---------- STORED DATA ----------
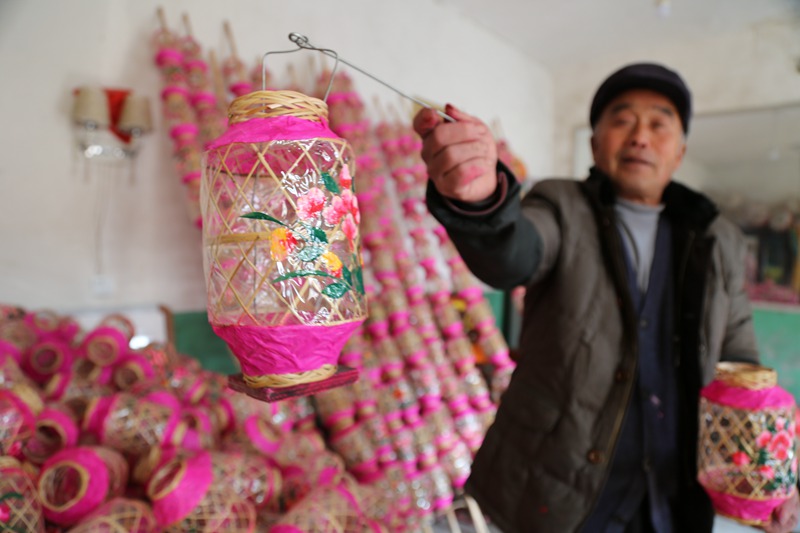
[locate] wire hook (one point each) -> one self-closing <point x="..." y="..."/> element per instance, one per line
<point x="303" y="43"/>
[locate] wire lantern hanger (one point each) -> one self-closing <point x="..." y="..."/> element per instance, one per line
<point x="303" y="43"/>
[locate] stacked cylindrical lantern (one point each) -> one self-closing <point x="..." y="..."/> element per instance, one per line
<point x="75" y="481"/>
<point x="118" y="515"/>
<point x="188" y="495"/>
<point x="746" y="460"/>
<point x="131" y="424"/>
<point x="20" y="507"/>
<point x="280" y="228"/>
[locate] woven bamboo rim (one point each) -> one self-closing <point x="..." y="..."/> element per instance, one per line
<point x="166" y="479"/>
<point x="277" y="381"/>
<point x="265" y="104"/>
<point x="128" y="375"/>
<point x="29" y="396"/>
<point x="746" y="375"/>
<point x="48" y="483"/>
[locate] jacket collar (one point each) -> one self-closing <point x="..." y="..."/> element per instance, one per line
<point x="682" y="204"/>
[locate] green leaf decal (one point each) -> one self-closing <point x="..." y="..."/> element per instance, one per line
<point x="310" y="252"/>
<point x="329" y="183"/>
<point x="319" y="235"/>
<point x="257" y="215"/>
<point x="335" y="290"/>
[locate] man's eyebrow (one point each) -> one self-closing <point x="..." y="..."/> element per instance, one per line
<point x="621" y="106"/>
<point x="666" y="110"/>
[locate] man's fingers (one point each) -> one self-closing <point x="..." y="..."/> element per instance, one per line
<point x="469" y="181"/>
<point x="425" y="121"/>
<point x="450" y="134"/>
<point x="453" y="155"/>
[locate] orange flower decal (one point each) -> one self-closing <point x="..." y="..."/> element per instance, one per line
<point x="332" y="263"/>
<point x="281" y="243"/>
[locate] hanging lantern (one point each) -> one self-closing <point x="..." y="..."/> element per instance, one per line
<point x="281" y="239"/>
<point x="746" y="459"/>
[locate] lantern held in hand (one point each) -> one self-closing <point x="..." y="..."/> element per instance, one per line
<point x="281" y="239"/>
<point x="746" y="455"/>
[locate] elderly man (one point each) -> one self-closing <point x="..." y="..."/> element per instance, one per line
<point x="635" y="290"/>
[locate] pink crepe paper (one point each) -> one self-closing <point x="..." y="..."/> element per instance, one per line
<point x="169" y="56"/>
<point x="185" y="129"/>
<point x="282" y="128"/>
<point x="186" y="494"/>
<point x="743" y="508"/>
<point x="456" y="329"/>
<point x="748" y="399"/>
<point x="11" y="350"/>
<point x="285" y="349"/>
<point x="95" y="479"/>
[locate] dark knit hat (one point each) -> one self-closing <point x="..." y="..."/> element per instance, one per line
<point x="644" y="76"/>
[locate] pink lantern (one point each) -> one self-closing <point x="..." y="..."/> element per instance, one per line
<point x="746" y="458"/>
<point x="280" y="230"/>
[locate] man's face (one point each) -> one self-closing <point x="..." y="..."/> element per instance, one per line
<point x="638" y="141"/>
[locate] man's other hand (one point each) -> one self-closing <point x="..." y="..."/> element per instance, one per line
<point x="784" y="517"/>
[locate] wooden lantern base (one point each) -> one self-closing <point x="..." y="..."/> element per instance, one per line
<point x="344" y="376"/>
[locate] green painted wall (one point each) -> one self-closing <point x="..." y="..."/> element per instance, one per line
<point x="778" y="335"/>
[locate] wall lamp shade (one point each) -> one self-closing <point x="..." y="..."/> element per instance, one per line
<point x="136" y="117"/>
<point x="91" y="107"/>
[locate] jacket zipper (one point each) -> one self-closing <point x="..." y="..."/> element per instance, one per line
<point x="620" y="418"/>
<point x="677" y="347"/>
<point x="679" y="291"/>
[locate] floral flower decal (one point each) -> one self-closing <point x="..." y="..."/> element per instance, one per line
<point x="310" y="244"/>
<point x="773" y="446"/>
<point x="310" y="204"/>
<point x="281" y="243"/>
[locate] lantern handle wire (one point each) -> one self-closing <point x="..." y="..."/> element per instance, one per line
<point x="303" y="43"/>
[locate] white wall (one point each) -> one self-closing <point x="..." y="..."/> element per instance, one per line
<point x="151" y="250"/>
<point x="740" y="70"/>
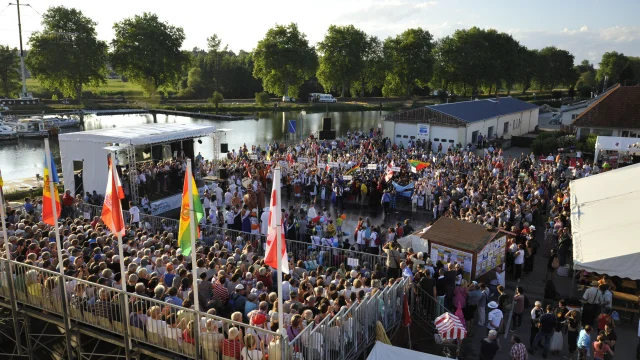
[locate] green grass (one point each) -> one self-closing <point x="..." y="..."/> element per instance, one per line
<point x="113" y="87"/>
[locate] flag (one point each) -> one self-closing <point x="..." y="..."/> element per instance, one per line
<point x="418" y="165"/>
<point x="352" y="170"/>
<point x="112" y="209"/>
<point x="50" y="174"/>
<point x="184" y="232"/>
<point x="389" y="174"/>
<point x="271" y="252"/>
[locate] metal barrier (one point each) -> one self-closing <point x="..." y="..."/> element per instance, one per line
<point x="153" y="322"/>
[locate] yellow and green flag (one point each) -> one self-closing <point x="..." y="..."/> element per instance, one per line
<point x="184" y="232"/>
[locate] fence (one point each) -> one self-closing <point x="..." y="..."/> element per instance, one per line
<point x="347" y="334"/>
<point x="151" y="322"/>
<point x="313" y="255"/>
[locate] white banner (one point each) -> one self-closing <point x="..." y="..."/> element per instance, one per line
<point x="424" y="131"/>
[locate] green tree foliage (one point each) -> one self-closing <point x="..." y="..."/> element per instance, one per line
<point x="283" y="60"/>
<point x="341" y="57"/>
<point x="262" y="98"/>
<point x="216" y="99"/>
<point x="147" y="51"/>
<point x="66" y="54"/>
<point x="612" y="65"/>
<point x="9" y="71"/>
<point x="372" y="73"/>
<point x="409" y="59"/>
<point x="555" y="68"/>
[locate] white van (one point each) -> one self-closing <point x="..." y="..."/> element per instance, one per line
<point x="327" y="98"/>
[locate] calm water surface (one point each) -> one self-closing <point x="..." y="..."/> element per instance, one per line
<point x="25" y="157"/>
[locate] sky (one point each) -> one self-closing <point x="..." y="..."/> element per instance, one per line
<point x="585" y="28"/>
----------
> **YOUR ASSIGNMENT**:
Repeat the data exactly. Pictures should not appear.

> **COMPLETED EXERCISE**:
[locate] wire hook (one point each) -> one self-closing <point x="..." y="..."/> element per instance, one per line
<point x="303" y="43"/>
[locate] wire lantern hanger (one point each) -> one self-closing <point x="..." y="..."/> element per instance, one per line
<point x="303" y="43"/>
[locate] stacked cylindrical lantern (one point each) -> one self-closing <point x="..." y="..."/> element per instance, one per line
<point x="75" y="481"/>
<point x="118" y="515"/>
<point x="188" y="495"/>
<point x="746" y="460"/>
<point x="131" y="424"/>
<point x="20" y="507"/>
<point x="280" y="228"/>
[locate] woven bamboo rim (one point each) -> one self-closing <point x="..." y="..."/> element per instance, one per line
<point x="166" y="479"/>
<point x="277" y="381"/>
<point x="265" y="104"/>
<point x="128" y="375"/>
<point x="29" y="396"/>
<point x="746" y="375"/>
<point x="48" y="483"/>
[locate] jacket collar (one point each) -> one self-closing <point x="..." y="..."/> element per instance, one per line
<point x="682" y="204"/>
[locate] green leaf decal (one point each) -> one self-closing <point x="..." y="..."/> element per instance, one per line
<point x="310" y="252"/>
<point x="329" y="183"/>
<point x="319" y="235"/>
<point x="257" y="215"/>
<point x="335" y="290"/>
[locate] man's eyebrow (one point each) -> one self-closing <point x="..." y="..."/> element per instance, one per line
<point x="621" y="106"/>
<point x="666" y="110"/>
[locate] man's fingers (one point each) -> one self-closing <point x="..." y="..."/> element per instance, one per line
<point x="469" y="181"/>
<point x="425" y="121"/>
<point x="450" y="134"/>
<point x="453" y="155"/>
[locate] orange flower decal (one point each) -> one self-closing <point x="..." y="..."/> element per instance, one per line
<point x="332" y="263"/>
<point x="281" y="243"/>
[locate] hanging lantern (one point each) -> one self-closing <point x="..." y="..."/> element per instance, one per line
<point x="281" y="239"/>
<point x="746" y="459"/>
[locate] lantern held in hand (one point each) -> one self-closing <point x="..." y="..."/> element per instance, one per line
<point x="281" y="239"/>
<point x="746" y="455"/>
[locate] elderly man (one point each) -> one self-closing <point x="..." y="..."/> element per instance, one per line
<point x="635" y="290"/>
[locate] pink crepe paper (one point each) -> one self-closing <point x="..." y="..."/> element per instance, one per line
<point x="169" y="56"/>
<point x="185" y="129"/>
<point x="282" y="128"/>
<point x="186" y="494"/>
<point x="743" y="508"/>
<point x="456" y="329"/>
<point x="748" y="399"/>
<point x="11" y="350"/>
<point x="285" y="349"/>
<point x="95" y="479"/>
[locate] dark knit hat (one point each) -> one self-closing <point x="..." y="..."/> element per instance, one per line
<point x="644" y="76"/>
[locate] pink lantern (one point each) -> one self-closing <point x="..." y="..."/> element per instance, one per line
<point x="746" y="458"/>
<point x="280" y="230"/>
[locate] man's face (one point each) -> one self-closing <point x="..." y="..."/> element per instance, one per line
<point x="638" y="141"/>
[locate] man's other hand (one point each) -> one self-closing <point x="..." y="..."/> element per instance, one per line
<point x="784" y="517"/>
[locate] wooden lantern base (one point each) -> one self-closing <point x="..." y="..."/> element per instance, one per line
<point x="344" y="376"/>
[locate] green painted wall (one point each) -> one self-closing <point x="..." y="..."/> element per instance, one per line
<point x="778" y="335"/>
[locate] wall lamp shade (one point each) -> one self-closing <point x="..." y="..."/> element per instance, one per line
<point x="136" y="117"/>
<point x="91" y="107"/>
[locate] jacket zipper (one point each) -> one self-closing <point x="..." y="..."/> element per instance, one per line
<point x="620" y="418"/>
<point x="677" y="347"/>
<point x="679" y="291"/>
[locate] floral flower decal (one point each) -> one self-closing <point x="..." y="..."/> element per instance, one per line
<point x="310" y="244"/>
<point x="773" y="446"/>
<point x="310" y="204"/>
<point x="281" y="243"/>
[locate] lantern handle wire (one point each) -> one self-closing <point x="..." y="..."/> element per instance, one per line
<point x="303" y="43"/>
[locate] white wall (one point each) -> one self-closing <point x="..." y="..."/> element per instance, one per line
<point x="151" y="250"/>
<point x="740" y="70"/>
[locate] green grass (one point each) -> one self-closing <point x="..." y="..."/> element per instance, one per line
<point x="113" y="87"/>
[locate] flag (one point each) -> one self-closing <point x="..." y="..."/> element per instance, one per line
<point x="418" y="165"/>
<point x="352" y="170"/>
<point x="112" y="209"/>
<point x="50" y="174"/>
<point x="184" y="232"/>
<point x="389" y="174"/>
<point x="271" y="252"/>
[locate] metal barrier (one point each) -> one self-closing <point x="..." y="..."/> element per instance, one per line
<point x="153" y="322"/>
[locate] yellow and green flag (one point each) -> one self-closing <point x="..." y="..."/> element per instance, one per line
<point x="184" y="232"/>
[locate] fence (one point each) -> one self-closing <point x="..." y="..."/> element per instance, one per line
<point x="347" y="334"/>
<point x="151" y="322"/>
<point x="313" y="255"/>
[locate] white banner (one point each) -> one self-closing <point x="..." y="..."/> element per instance, one per line
<point x="424" y="131"/>
[locate] green tree foliage (one point each) -> one self-closing <point x="..." y="..."/> element per instance, one per line
<point x="283" y="60"/>
<point x="341" y="57"/>
<point x="262" y="98"/>
<point x="216" y="99"/>
<point x="147" y="51"/>
<point x="66" y="54"/>
<point x="612" y="65"/>
<point x="9" y="71"/>
<point x="372" y="73"/>
<point x="409" y="59"/>
<point x="555" y="68"/>
[locate] white van (one point each) -> one self-closing <point x="..." y="..."/> element per instance, one per line
<point x="327" y="98"/>
[locate] calm water surface (one point each) -> one self-closing <point x="..." y="..."/> element per instance, one per line
<point x="25" y="157"/>
[locate] sky (one point each) -> one self-closing <point x="..." y="..."/> element per instance, one per line
<point x="585" y="28"/>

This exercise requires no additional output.